PASSAGE SHOWN:
■ ■ ■ ■
How LinkedIn modernized their monitoring infrastructure with Checkly
LinkedIn, a professional networking platform, manages a vast and complex infrastructure that supports over a billion members worldwide. Operating at this scale brings unique challenges from LinkedIn’s on-premise infrastructure modernizing off legacy components.
To navigate these complexities and improve reliability, LinkedIn partnered with Checkly, leveraging its synthetic monitoring and testing capabilities. Let’s explore the intricacies of LinkedIn’s infrastructure, the modernization initiatives underway, and how Checkly’s Monitoring as Code (MaC) plays a crucial role in enhancing system reliability, reducing incident detection times, and supporting LinkedIn's broader technological goals.
50%
More monitoring coverage
76%
Reduced monitoring cost
1 Min.
Mean Time To Detection
The Challenge
Over the years, LinkedIn developed a suite of technologies using Espresso, Venice, and Kafka. These innovations have been instrumental in supporting LinkedIn’s rapid growth. However, as the company scaled, maintaining and expanding these systems became more complex.
As a result, 60% of incidents were tied to changes made in production. There was no way to ensure that critical user flows remained functional after app or service updates went into production, and LinkedIn largely depended on post-change signals like user-reported bugs and product experience metrics (RUM).
This reactive approach led to delayed issue detection, as highlighted by an incident, where a problem was identified via an end-to-end (E2E) synthetic test failure a full hour before other user signals started showing up.
Without effective synthetic monitoring, LinkedIn teams relied primarily on logs, metrics, and traces, which present challenges in quickly understanding the user experience implication. Some services have fluctuating levels of error rates, masking underlying issues, with these service teams needing a significant error-rate deviation for a problem to be detected. This delayed time to detect (TTD) to several hours in some cases, leaving LinkedIn vulnerable to service disruptions and user frustration.
■ ■ ■ ■
TASKS TO CARRY OUT:
1) Decide whether each statement below agrees with the LinkedIn case study. Answer yes or no for each, and quote the words of the case study that decide it.
(a) Sixty percent of LinkedIn's incidents were tied to changes made in production.
(b) LinkedIn built its suite of technologies using Espresso, Venice, and Redis.
(c) An end-to-end synthetic test failure identified a problem a full day before other user signals appeared.
2) Output the portion of the LinkedIn case study starting with "How LinkedIn modernized" and going on through "off legacy components.".
3) According to the LinkedIn case study, what post-change signals did LinkedIn largely depend on?
■ ■ ■ ■
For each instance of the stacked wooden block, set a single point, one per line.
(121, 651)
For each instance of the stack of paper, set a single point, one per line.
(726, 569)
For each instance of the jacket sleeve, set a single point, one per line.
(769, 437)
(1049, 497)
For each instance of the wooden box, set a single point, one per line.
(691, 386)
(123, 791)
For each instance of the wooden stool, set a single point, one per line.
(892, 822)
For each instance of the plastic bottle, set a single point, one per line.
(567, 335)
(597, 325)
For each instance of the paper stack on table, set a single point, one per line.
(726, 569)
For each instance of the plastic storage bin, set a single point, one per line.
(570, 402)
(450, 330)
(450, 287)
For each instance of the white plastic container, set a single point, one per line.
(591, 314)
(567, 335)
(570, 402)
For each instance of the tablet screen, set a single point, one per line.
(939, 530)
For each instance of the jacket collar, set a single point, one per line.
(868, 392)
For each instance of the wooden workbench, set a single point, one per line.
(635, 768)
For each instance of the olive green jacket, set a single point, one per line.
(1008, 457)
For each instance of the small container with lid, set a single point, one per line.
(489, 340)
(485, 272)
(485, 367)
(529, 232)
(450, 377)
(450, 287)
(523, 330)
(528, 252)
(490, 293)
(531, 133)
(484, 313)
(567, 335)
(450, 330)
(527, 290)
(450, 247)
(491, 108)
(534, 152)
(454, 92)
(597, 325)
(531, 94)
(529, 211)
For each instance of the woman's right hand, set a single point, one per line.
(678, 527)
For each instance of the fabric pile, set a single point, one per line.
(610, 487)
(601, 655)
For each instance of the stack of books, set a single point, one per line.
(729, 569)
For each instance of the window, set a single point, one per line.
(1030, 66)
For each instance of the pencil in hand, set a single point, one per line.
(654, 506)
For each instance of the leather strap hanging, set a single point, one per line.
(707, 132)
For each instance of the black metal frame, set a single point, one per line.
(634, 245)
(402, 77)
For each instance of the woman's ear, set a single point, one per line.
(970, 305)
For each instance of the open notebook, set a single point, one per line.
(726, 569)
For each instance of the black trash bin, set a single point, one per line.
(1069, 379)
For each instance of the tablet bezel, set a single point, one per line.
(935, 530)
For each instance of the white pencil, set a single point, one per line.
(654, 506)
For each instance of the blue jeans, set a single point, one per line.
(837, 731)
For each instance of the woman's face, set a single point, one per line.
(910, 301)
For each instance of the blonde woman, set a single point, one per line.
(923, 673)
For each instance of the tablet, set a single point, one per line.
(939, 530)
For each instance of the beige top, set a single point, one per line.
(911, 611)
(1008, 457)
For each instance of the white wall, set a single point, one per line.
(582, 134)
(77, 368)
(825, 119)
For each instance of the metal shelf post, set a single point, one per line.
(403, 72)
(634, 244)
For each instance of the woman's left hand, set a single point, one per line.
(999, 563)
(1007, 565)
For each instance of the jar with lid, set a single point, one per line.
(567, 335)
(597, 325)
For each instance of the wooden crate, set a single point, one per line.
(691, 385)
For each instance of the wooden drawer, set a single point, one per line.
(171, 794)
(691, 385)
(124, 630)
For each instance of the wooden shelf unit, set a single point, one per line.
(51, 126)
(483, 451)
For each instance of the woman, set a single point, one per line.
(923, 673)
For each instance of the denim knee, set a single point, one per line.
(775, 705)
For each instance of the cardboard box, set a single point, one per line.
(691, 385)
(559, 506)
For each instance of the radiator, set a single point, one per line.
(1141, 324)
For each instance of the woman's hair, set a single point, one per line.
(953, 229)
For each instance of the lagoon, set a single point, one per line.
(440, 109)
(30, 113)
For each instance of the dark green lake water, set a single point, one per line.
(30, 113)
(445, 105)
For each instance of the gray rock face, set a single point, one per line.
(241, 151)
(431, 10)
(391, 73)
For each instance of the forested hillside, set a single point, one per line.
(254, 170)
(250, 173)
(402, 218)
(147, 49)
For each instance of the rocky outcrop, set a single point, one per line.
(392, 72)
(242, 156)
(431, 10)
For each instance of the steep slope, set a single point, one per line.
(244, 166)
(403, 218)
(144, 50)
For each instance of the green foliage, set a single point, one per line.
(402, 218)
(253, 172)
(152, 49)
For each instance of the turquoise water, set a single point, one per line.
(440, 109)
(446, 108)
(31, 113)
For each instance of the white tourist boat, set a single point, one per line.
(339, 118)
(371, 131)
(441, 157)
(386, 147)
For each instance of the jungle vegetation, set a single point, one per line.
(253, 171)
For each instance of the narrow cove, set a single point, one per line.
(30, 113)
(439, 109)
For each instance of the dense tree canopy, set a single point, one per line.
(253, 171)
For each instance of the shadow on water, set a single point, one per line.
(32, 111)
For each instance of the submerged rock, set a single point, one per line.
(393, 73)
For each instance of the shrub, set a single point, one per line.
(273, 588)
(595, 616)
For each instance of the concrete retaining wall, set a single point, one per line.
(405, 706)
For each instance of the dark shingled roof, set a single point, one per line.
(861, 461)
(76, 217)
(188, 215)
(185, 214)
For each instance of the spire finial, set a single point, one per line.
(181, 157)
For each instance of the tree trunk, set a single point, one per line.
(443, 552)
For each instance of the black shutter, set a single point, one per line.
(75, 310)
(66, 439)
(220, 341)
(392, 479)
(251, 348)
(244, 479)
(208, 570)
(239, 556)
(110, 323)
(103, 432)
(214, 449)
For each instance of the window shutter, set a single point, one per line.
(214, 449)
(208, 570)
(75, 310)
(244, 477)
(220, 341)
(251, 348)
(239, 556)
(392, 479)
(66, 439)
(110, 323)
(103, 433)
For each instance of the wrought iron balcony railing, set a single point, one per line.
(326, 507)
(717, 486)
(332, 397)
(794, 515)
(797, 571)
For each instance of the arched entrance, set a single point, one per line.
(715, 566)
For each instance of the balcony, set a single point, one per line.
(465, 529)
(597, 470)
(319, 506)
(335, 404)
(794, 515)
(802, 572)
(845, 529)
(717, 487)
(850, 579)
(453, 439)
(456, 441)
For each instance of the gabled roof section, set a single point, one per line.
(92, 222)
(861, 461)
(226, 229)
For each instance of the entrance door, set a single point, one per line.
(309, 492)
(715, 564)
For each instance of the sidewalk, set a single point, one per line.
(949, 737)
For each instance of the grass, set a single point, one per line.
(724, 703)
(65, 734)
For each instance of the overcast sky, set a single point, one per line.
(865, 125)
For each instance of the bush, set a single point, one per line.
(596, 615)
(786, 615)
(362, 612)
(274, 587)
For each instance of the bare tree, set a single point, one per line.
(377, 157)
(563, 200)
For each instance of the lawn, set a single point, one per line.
■ ■ ■ ■
ANSWERS BY TASK:
1)
(a) Yes: "60% of incidents were tied to changes made in production."
(b) No: "LinkedIn developed a suite of technologies using Espresso, Venice, and Kafka."
(c) No: "a full hour before other user signals started showing up."

2)
How LinkedIn modernized their monitoring infrastructure with Checkly
LinkedIn, a professional networking platform, manages a vast and complex infrastructure that supports over a billion members worldwide. Operating at this scale brings unique challenges from LinkedIn’s on-premise infrastructure modernizing off legacy components.

3) User-reported bugs and product experience metrics (RUM).